After that huge digression to come to my point. As I wrote earlier, I have a large population of ELL students who come through the library and I'm always trying to find "that" book that will unlock their desire to read in English (actually I'm trying that for everyone, just this population seems to have the highest and most immediate needs.
Sometimes things happen quite by accident.
My G4 classes have been doing a unit on poetry as part of "how we express ourselves" and besides some great activities with spine poetry (much to the horror of my library assistants who are not used to such free-wheeling attitudes to taking books off the shelf) one day I decided to promote verse novels.
I'll be the first to admit that I'm no expert on any aspect of children's literature, but I'm a keen learner, so I looked for some lists of verse novels for elementary students and then tried to see how many I had on hand. I'd read "inside out and back again" which is a fabulous book, so I felt it may work.
For each of my next G4 classes I had a pile of verse novels and I picked out one page to read from each. Since my darling dog had just been put down the previous night, it was with a chocked voice I read from "Love that Dog" and luckily I had a whole pile of those to dish out since one of my predecessors had the foresight to order them in duplicate.
------------------------------------
Translate the sentence "Sometimes things happen quite by accident." from the text about verse novels into Spanish.

Point-based annotation data:
------------------------------------
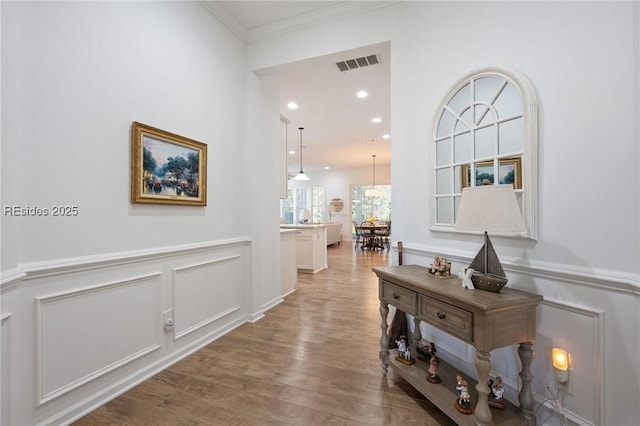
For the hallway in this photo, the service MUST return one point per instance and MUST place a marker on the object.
(312, 360)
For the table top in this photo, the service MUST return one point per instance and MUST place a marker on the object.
(418, 278)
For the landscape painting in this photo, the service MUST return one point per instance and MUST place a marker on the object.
(167, 168)
(509, 172)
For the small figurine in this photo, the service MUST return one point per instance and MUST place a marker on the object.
(404, 354)
(495, 396)
(463, 403)
(433, 369)
(432, 349)
(465, 276)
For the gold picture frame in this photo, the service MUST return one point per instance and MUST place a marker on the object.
(509, 171)
(167, 168)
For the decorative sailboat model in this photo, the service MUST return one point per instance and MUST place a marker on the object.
(487, 271)
(490, 208)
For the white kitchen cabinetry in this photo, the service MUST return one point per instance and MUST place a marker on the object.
(311, 247)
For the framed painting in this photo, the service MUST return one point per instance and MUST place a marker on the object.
(509, 172)
(167, 168)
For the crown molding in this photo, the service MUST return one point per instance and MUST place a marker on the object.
(226, 18)
(309, 19)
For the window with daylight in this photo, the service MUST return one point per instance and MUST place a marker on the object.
(303, 205)
(485, 133)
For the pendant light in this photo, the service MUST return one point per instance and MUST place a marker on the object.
(301, 176)
(374, 192)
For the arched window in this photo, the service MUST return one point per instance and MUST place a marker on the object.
(485, 132)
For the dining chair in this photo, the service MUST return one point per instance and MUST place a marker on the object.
(368, 235)
(385, 235)
(358, 235)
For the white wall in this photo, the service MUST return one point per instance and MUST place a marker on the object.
(84, 297)
(582, 59)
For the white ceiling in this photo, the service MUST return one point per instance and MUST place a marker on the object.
(338, 131)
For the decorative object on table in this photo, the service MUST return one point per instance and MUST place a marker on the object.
(423, 353)
(398, 328)
(440, 267)
(489, 208)
(301, 176)
(404, 353)
(305, 216)
(433, 377)
(463, 402)
(167, 168)
(465, 276)
(496, 390)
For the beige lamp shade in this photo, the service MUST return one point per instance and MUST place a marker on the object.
(490, 208)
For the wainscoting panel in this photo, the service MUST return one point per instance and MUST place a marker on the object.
(585, 345)
(5, 368)
(84, 333)
(205, 292)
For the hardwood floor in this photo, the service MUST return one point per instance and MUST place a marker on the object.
(313, 360)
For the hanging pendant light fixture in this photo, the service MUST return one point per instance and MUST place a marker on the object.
(373, 192)
(301, 176)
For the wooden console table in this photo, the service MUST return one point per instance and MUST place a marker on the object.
(484, 319)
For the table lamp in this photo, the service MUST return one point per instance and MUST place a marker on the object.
(494, 209)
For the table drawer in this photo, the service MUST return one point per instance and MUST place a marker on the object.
(399, 297)
(447, 317)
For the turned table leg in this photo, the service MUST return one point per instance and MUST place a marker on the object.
(483, 366)
(384, 338)
(417, 334)
(526, 399)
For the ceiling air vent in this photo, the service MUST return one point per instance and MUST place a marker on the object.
(364, 61)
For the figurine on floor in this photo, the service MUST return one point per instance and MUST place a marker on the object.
(497, 390)
(404, 354)
(433, 369)
(463, 403)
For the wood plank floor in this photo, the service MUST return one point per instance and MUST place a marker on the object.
(313, 360)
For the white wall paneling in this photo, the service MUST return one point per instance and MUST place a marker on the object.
(205, 292)
(5, 368)
(90, 328)
(579, 331)
(87, 332)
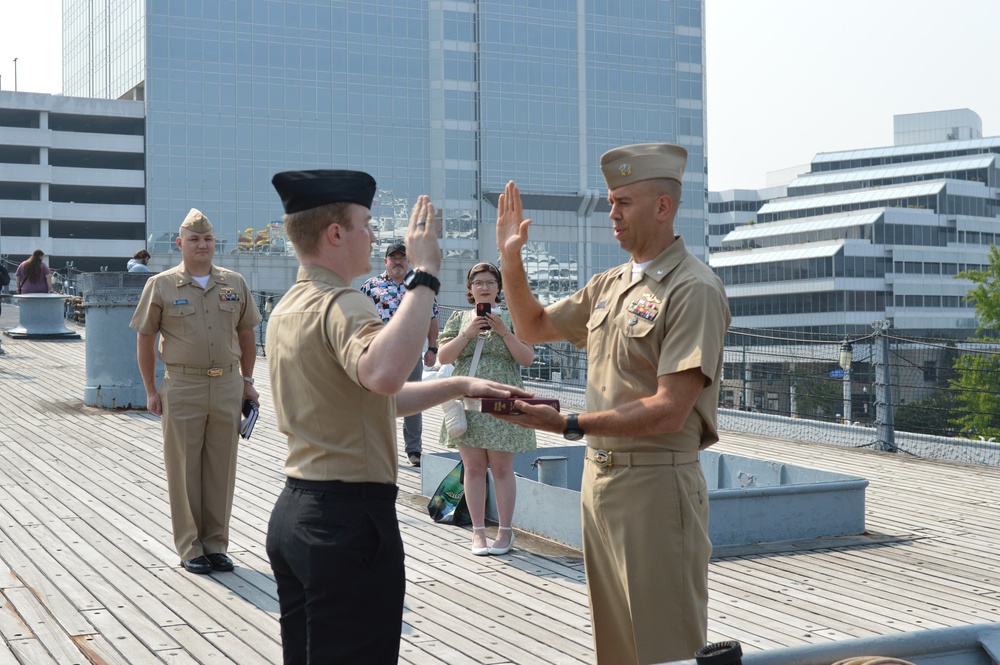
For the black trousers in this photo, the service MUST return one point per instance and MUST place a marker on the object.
(337, 557)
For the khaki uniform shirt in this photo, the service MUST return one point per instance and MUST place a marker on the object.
(336, 429)
(672, 318)
(197, 326)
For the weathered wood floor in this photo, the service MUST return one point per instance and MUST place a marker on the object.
(89, 573)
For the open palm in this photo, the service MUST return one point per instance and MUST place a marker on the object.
(512, 228)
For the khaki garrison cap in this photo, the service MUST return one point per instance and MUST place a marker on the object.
(196, 222)
(644, 161)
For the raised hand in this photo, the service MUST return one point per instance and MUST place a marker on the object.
(512, 228)
(422, 246)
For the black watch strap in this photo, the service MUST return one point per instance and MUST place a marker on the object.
(572, 431)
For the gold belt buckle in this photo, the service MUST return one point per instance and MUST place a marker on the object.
(602, 458)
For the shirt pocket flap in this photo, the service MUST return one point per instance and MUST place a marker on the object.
(180, 310)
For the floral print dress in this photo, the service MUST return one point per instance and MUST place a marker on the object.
(496, 363)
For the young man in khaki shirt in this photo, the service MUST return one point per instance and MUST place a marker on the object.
(338, 375)
(654, 330)
(205, 316)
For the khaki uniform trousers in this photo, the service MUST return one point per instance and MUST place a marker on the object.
(646, 551)
(201, 417)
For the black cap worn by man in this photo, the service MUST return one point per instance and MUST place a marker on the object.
(305, 190)
(394, 248)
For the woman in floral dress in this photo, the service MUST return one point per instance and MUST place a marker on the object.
(488, 443)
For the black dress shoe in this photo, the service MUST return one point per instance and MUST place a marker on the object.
(220, 562)
(199, 565)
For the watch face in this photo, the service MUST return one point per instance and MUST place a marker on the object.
(572, 431)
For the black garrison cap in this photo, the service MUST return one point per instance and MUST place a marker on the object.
(304, 190)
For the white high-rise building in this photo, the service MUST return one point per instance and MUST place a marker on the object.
(872, 234)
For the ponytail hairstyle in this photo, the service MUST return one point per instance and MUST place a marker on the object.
(33, 267)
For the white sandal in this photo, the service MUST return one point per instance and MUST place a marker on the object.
(479, 551)
(510, 545)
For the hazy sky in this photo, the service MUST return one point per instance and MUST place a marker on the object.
(786, 78)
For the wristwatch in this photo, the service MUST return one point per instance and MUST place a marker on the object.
(420, 278)
(573, 431)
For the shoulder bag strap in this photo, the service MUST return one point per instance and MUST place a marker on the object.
(475, 355)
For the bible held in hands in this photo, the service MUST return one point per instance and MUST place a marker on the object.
(505, 404)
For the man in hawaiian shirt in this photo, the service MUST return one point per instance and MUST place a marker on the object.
(387, 291)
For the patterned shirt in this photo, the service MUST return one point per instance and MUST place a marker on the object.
(387, 295)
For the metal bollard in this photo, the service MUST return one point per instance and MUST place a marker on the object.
(552, 470)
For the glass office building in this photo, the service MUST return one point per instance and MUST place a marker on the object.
(451, 98)
(871, 234)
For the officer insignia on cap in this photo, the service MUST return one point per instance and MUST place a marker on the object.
(643, 308)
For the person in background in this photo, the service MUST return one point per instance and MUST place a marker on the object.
(33, 276)
(4, 280)
(487, 444)
(338, 376)
(205, 317)
(654, 330)
(139, 262)
(387, 291)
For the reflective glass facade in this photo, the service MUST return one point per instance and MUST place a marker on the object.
(445, 97)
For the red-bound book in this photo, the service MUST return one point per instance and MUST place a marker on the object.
(505, 404)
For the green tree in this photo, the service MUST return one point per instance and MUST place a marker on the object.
(930, 415)
(985, 295)
(977, 384)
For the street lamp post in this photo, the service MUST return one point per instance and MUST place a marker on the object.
(846, 356)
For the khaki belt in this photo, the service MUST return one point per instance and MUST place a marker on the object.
(202, 371)
(605, 458)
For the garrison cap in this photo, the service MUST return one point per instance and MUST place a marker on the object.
(305, 190)
(196, 222)
(395, 247)
(643, 161)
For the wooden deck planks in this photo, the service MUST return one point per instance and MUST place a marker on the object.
(92, 575)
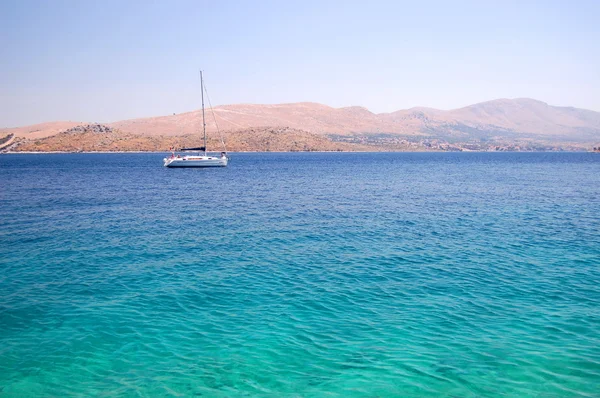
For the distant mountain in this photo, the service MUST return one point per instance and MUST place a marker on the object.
(102, 138)
(507, 119)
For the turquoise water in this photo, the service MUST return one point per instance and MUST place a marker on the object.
(301, 275)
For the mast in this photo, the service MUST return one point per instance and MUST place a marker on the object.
(203, 120)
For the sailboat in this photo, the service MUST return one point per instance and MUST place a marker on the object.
(202, 159)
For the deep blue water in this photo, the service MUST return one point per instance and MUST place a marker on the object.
(305, 275)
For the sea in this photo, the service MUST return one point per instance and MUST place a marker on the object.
(301, 275)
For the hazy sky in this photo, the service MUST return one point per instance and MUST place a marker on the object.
(106, 60)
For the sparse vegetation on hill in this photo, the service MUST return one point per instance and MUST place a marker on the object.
(101, 138)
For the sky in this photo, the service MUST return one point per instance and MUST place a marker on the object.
(109, 60)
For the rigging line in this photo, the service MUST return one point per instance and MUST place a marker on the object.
(215, 118)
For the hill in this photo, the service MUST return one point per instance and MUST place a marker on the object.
(502, 121)
(102, 138)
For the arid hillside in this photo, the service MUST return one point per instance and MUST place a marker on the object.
(101, 138)
(508, 119)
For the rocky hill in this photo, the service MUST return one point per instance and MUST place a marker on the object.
(102, 138)
(502, 121)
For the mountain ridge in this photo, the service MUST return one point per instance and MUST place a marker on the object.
(503, 118)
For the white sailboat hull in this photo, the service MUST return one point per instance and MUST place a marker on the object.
(196, 161)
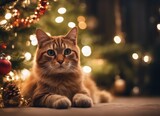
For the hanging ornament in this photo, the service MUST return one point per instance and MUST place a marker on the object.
(4, 2)
(119, 85)
(17, 22)
(5, 65)
(2, 46)
(11, 95)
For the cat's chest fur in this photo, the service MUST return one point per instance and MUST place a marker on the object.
(63, 84)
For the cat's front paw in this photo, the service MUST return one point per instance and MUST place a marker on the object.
(81, 100)
(62, 103)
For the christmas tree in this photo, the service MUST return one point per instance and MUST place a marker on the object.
(116, 64)
(19, 20)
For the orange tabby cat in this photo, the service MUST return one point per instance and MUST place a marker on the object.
(56, 79)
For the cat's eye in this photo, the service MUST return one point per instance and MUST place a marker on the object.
(67, 51)
(51, 52)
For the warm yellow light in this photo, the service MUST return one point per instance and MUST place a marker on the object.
(25, 74)
(8, 57)
(146, 58)
(71, 24)
(135, 90)
(34, 42)
(158, 26)
(33, 39)
(86, 51)
(3, 22)
(27, 56)
(8, 15)
(48, 33)
(82, 25)
(119, 82)
(87, 69)
(11, 73)
(62, 10)
(117, 40)
(81, 19)
(135, 56)
(59, 19)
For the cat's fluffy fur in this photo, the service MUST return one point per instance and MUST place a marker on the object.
(56, 79)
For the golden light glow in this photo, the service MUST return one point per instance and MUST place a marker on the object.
(146, 58)
(86, 51)
(25, 74)
(158, 26)
(62, 10)
(8, 57)
(59, 19)
(82, 25)
(8, 16)
(117, 40)
(135, 56)
(135, 90)
(87, 69)
(3, 22)
(71, 24)
(81, 19)
(27, 56)
(33, 39)
(11, 73)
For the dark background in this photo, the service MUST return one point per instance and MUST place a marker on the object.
(139, 23)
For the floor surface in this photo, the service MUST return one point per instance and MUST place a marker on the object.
(119, 106)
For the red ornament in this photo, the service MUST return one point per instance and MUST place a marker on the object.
(5, 66)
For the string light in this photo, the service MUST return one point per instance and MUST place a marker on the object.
(59, 19)
(146, 58)
(25, 74)
(135, 90)
(135, 56)
(27, 56)
(87, 69)
(82, 25)
(8, 16)
(25, 21)
(86, 51)
(158, 26)
(117, 40)
(81, 19)
(8, 57)
(33, 39)
(62, 10)
(3, 22)
(71, 24)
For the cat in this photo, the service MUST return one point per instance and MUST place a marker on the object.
(56, 79)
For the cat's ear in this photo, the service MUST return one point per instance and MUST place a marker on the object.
(41, 36)
(72, 35)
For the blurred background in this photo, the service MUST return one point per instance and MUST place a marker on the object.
(119, 40)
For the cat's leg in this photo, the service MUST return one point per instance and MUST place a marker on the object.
(82, 100)
(53, 101)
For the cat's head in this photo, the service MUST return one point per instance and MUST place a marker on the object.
(57, 54)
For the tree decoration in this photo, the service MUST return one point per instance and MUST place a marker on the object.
(4, 2)
(2, 46)
(5, 65)
(17, 22)
(11, 95)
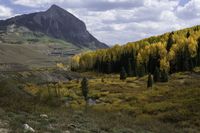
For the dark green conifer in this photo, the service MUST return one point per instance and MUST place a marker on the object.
(156, 75)
(150, 81)
(84, 87)
(123, 74)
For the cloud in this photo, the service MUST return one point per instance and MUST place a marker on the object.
(5, 12)
(95, 5)
(190, 10)
(121, 21)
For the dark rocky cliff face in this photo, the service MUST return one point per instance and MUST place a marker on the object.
(58, 23)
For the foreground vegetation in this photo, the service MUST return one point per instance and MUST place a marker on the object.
(114, 105)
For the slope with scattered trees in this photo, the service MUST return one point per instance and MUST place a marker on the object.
(168, 53)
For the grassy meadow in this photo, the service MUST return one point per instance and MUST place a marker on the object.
(114, 106)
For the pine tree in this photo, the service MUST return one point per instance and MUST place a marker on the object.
(164, 76)
(156, 75)
(188, 34)
(150, 81)
(84, 87)
(141, 71)
(109, 67)
(170, 42)
(130, 72)
(123, 74)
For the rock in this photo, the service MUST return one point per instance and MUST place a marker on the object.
------------------------------------
*SOLVED PROBLEM*:
A veces las cosas suceden por pura casualidad.